# SUPPLIED TEXT:
* Start *

When you view the above landscape with your eyes you are able to see details within the dark pine trees (shadows), the lake and vegetation (mid-tones) and the clouds (highlights). In this example they all fall within our 15 stop dynamic range (in the graphic shown below they fit exactly within 15 stops). Our camera however can only capture 8 stops of dynamic range in a single photo.
Using the graphic below let’s try and break down what is happening. The colored lines represent the top/bottom limits of the camera’s dynamic range. The area in between the lines represents the parts of the scene where we can see details.
Standard camera exposure (red lines). In our first photograph we are clipping both are darkest parts of the scene (dark pine trees) and much of our highlights (within the clouds). This is why in the sample image #1 above we see very little details within our pine trees and clouds.
Over exposed (blue lines). By letting more light into our camera and overexposing the image some we are able to bring detail into the dark shadows of the pine trees; however, we will loose even more details in the clouds as they fall even farther outside the dynamic range of the exposure.
Under exposed (green lines). By letting less light into our camera and underexposing the image, we are able to capture all the details within our clouds. Note that the pine trees now fall completely outside the upper limit of our dynamic range and thus will be dark and void of details.
So which exposure option is correct?
They are all correct to some degree. There is no right or wrong here as it depends on what YOU the photographer are most interested in showing your viewer. If the clouds are your principal interest then underexposing would give you the greatest detail in the subject of interest. Likewise if you were most interested in the trees then overexposing the image might be more to your liking. Most people will go for the middle ground which is why the cameras are programmed to target the middle as well.
Is there a way to “FIX” this problem?
Yes, there are many ways to combat dynamic range issues. Some can be done using camera settings and software while others rely on manipulating your environment when shooting a photograph. Let’s explore some options (note this is not an all inclusive list).
HDR – High Dynamic Range images are known as “hdr” images. While many people use HDR images as a way to create surreal looking images, the main purpose is to expand the dynamic range of a photo. This is accomplished by taking multiple photos at different exposures. The images are then blended together in specialized software to produce an HDR image. The software cherry picks the “proper exposed” pixels from each of the images and combines them into a single image of “properly” exposed pixels.
In the example graphic above we would take all three images (under exposed, over exposed and “normal” exposure). In most cases this is done using the bracketing function of your camera. Once all three images are brought into a program like Photoshop, HDR pro, etc they can be combined by the software into a single properly exposed image.

* End *

# INSTRUCTION A:
Pull out every line of the listing below that contains the string "utility", matching case exactly.

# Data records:
* Start *

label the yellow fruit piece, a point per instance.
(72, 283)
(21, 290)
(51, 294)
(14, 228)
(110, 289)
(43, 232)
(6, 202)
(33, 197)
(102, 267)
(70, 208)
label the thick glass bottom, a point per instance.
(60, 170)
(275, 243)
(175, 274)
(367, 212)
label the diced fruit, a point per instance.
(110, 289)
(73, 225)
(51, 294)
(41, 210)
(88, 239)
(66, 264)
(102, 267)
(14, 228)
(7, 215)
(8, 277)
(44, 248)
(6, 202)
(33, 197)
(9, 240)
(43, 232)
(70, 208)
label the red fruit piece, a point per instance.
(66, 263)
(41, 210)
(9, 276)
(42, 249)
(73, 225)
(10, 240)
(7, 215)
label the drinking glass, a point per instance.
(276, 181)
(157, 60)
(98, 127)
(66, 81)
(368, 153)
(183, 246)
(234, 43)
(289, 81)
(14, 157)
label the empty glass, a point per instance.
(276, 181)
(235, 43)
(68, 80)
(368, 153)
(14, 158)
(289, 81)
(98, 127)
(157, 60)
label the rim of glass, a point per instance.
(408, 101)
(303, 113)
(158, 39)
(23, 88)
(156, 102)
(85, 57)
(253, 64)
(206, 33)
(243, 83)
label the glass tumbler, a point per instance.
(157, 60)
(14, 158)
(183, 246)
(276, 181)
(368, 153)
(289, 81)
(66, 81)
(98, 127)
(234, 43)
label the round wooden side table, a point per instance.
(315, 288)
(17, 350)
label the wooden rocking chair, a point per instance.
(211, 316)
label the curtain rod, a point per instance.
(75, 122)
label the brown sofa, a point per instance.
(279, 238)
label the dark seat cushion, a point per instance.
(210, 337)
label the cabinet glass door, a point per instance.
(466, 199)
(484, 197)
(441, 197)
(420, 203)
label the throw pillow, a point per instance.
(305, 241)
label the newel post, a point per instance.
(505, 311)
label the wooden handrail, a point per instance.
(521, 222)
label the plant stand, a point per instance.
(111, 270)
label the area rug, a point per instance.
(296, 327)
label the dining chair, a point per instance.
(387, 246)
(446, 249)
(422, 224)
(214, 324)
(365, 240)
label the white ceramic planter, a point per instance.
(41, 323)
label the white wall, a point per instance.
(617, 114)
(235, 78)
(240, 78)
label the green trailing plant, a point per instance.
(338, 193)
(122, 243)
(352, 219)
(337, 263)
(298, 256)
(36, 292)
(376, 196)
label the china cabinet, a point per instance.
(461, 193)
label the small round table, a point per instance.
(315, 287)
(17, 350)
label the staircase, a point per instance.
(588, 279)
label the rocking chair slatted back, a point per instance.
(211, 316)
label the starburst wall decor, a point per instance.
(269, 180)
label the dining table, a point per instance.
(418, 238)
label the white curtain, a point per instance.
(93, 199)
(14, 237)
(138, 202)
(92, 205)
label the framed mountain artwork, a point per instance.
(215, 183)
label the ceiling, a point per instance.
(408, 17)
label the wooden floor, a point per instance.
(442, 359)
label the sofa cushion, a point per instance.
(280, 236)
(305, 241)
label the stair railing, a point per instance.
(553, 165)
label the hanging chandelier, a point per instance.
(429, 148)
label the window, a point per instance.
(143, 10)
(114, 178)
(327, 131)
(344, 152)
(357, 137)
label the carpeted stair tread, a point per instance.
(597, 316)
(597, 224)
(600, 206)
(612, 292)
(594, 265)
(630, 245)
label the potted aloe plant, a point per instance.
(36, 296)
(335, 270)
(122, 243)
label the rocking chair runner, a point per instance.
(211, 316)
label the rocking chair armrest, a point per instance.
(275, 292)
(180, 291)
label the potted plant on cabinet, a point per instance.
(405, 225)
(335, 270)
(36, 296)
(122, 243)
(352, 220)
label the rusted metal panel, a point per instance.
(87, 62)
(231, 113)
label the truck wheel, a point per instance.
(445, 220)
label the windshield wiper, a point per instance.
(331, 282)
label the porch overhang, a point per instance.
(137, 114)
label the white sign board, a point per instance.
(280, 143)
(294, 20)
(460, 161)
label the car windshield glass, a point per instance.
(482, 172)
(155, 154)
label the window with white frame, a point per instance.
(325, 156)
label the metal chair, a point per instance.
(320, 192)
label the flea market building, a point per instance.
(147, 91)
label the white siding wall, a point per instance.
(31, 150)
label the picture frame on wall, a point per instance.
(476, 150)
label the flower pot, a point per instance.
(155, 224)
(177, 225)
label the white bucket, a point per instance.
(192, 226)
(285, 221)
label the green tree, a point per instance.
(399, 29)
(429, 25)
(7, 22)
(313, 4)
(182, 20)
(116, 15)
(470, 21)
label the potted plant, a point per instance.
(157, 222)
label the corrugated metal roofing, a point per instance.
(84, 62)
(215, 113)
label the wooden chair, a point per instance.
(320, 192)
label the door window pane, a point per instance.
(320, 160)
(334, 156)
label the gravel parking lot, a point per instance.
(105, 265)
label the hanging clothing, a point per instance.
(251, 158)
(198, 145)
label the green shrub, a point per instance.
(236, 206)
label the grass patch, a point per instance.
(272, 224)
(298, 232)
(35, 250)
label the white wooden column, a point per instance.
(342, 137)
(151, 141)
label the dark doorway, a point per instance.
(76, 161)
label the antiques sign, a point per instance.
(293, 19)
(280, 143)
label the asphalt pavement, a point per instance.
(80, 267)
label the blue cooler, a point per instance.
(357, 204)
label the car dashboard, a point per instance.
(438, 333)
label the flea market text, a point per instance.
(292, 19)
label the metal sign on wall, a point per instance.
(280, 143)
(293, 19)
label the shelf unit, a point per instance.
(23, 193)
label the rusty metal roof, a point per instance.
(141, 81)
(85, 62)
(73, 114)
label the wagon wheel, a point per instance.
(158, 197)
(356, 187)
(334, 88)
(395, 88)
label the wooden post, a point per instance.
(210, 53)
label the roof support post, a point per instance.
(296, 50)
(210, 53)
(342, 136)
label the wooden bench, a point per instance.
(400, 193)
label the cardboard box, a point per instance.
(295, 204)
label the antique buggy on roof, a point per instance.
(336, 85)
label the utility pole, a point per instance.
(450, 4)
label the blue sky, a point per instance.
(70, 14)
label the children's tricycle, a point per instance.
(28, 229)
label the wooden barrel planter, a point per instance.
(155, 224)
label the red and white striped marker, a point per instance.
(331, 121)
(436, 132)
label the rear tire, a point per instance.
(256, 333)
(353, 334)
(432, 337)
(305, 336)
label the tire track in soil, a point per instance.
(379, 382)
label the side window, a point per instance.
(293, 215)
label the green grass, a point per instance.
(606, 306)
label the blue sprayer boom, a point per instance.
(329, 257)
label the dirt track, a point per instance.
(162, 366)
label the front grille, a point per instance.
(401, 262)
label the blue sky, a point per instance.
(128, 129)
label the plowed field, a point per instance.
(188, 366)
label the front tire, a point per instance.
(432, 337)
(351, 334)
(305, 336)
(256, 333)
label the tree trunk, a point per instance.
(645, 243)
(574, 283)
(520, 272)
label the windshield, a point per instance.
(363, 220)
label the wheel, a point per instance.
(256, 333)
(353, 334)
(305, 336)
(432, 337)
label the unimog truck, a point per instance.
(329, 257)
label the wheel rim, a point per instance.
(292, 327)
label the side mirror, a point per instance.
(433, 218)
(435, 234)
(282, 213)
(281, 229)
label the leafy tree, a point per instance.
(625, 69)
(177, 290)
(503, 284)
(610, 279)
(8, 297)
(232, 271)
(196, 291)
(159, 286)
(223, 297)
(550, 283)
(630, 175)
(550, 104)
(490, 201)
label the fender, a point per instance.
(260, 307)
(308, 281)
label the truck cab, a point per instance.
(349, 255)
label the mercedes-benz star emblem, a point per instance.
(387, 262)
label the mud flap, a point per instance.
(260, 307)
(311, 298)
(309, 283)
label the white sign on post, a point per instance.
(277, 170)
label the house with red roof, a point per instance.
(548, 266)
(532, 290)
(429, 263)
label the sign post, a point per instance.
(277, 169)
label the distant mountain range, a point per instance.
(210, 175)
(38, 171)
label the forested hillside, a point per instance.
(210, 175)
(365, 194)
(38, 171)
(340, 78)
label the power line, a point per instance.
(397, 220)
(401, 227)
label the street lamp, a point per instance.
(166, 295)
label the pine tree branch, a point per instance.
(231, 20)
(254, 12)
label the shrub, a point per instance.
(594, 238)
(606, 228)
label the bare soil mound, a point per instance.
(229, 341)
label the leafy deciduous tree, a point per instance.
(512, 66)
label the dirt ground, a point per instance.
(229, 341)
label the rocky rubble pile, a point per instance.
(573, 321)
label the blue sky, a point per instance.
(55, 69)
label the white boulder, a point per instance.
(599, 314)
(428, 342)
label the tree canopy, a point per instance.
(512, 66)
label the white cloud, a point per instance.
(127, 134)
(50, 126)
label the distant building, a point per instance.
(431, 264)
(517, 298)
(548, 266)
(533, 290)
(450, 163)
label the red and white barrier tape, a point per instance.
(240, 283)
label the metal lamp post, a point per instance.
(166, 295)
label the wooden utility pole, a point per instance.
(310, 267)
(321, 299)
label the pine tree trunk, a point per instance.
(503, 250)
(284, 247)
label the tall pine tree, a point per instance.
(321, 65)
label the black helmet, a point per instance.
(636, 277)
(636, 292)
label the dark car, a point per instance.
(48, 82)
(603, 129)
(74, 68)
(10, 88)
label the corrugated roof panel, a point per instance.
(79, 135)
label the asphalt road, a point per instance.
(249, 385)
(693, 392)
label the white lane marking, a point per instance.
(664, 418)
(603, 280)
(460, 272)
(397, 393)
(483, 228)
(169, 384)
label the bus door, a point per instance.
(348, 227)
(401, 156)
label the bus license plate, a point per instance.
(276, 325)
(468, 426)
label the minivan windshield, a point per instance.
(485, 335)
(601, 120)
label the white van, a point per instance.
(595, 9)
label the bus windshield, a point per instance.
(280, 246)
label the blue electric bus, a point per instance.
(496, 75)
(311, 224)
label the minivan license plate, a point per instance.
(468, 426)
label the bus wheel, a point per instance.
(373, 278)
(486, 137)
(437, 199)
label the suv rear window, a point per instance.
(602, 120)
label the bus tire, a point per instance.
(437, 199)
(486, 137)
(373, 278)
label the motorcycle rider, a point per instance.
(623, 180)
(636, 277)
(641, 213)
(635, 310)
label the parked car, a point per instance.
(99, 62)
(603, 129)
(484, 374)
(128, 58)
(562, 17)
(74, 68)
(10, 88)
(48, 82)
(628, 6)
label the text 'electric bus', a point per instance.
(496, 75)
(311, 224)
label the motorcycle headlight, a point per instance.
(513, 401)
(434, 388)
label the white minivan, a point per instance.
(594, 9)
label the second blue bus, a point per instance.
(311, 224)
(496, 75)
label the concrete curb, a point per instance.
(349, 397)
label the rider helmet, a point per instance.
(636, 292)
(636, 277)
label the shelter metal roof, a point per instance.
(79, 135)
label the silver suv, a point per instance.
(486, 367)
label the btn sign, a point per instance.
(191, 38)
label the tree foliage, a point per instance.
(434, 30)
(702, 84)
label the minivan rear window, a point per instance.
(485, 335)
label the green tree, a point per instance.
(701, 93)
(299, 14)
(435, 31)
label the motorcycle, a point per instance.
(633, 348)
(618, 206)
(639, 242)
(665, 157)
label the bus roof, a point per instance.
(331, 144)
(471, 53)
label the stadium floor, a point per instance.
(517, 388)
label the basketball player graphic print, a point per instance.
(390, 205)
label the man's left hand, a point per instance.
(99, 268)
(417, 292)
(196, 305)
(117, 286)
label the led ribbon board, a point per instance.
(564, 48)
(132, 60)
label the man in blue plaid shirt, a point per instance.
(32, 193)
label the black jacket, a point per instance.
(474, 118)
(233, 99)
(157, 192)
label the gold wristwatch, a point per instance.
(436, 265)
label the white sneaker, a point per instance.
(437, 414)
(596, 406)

* End *

# INSTRUCTION B:
In the dynamic range passage, which camera function is usually used to take the three exposures for an HDR image?

# FINAL ANSWER A:
label the utility pole, a point per instance.
label the wooden utility pole, a point per instance.

# FINAL ANSWER B:
The camera's bracketing function.